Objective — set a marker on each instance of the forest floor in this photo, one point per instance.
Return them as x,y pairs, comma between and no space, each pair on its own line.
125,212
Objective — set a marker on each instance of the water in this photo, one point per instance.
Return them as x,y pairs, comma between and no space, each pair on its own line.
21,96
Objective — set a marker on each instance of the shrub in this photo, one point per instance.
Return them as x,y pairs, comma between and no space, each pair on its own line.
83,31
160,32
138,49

==

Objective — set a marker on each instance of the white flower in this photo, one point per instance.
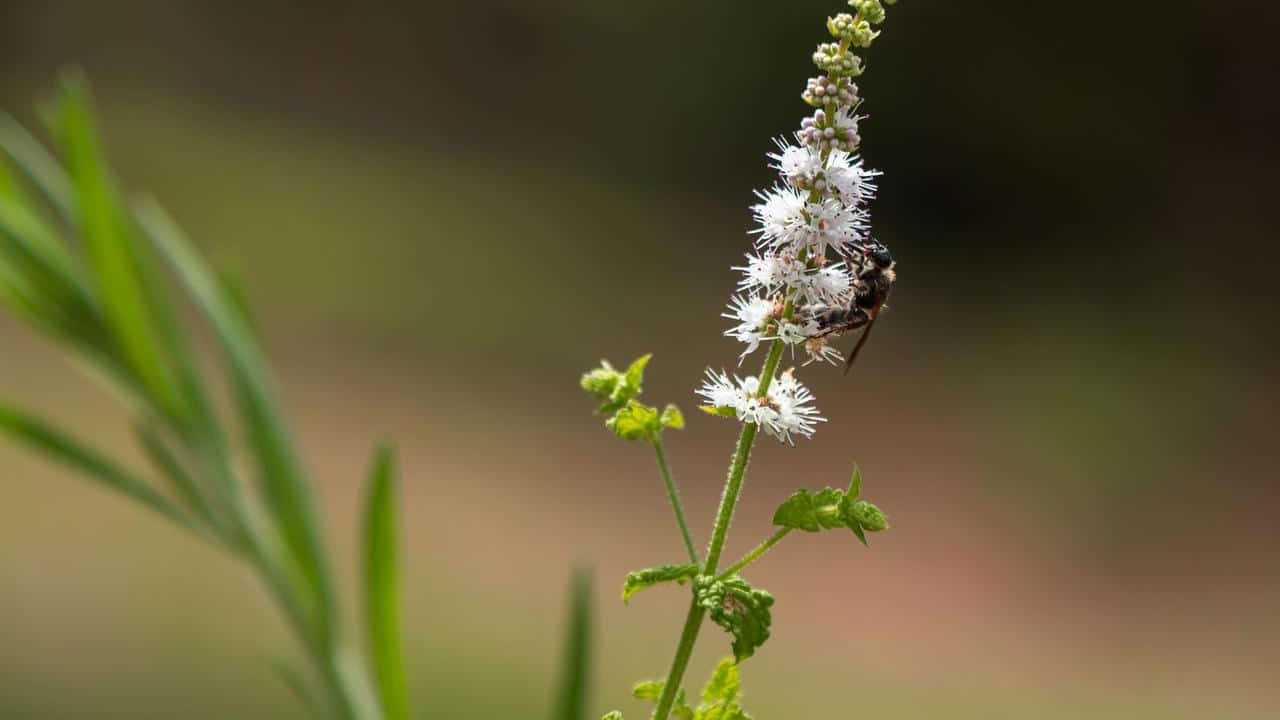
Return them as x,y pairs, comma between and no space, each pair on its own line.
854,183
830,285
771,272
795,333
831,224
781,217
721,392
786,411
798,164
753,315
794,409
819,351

* * *

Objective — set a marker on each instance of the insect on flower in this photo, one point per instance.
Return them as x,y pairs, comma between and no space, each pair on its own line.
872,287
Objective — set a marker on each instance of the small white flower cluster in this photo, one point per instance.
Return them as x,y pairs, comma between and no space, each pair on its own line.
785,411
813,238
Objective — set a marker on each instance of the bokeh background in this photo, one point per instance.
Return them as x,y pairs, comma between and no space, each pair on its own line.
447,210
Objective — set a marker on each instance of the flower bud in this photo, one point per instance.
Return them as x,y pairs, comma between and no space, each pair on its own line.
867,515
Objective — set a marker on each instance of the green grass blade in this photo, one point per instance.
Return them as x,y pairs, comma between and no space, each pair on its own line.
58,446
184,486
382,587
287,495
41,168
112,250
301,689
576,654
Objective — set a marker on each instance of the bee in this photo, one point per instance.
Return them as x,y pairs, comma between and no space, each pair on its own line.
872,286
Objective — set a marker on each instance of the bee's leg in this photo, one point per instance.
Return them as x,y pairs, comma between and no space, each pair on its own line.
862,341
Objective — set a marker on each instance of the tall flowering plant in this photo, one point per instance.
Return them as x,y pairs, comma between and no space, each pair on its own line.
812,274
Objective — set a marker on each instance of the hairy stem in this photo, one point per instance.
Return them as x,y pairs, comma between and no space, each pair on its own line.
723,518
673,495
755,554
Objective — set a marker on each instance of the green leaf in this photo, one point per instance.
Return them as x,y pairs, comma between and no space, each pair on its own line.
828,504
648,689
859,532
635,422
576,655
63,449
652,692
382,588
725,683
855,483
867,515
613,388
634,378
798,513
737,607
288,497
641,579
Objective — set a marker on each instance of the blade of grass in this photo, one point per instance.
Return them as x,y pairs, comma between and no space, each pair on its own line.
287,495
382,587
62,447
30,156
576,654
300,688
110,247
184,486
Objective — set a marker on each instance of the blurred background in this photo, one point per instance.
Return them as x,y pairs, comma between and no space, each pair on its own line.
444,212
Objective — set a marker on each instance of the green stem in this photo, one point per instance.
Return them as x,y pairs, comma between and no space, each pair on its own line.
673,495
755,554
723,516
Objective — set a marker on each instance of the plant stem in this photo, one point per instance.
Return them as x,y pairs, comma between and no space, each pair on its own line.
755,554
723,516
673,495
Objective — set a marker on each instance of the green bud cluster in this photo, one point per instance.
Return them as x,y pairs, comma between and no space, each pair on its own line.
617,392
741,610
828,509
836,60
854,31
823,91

**Task instructions**
Pull out every line of the entries above that contains the word "plant", and list those lines.

**Task solution**
Objective — set a marker on each instance of the tall flowering plant in this photo, one point per instance.
Objective — set a marker on each instance of the plant stem in this photo, one point per instance.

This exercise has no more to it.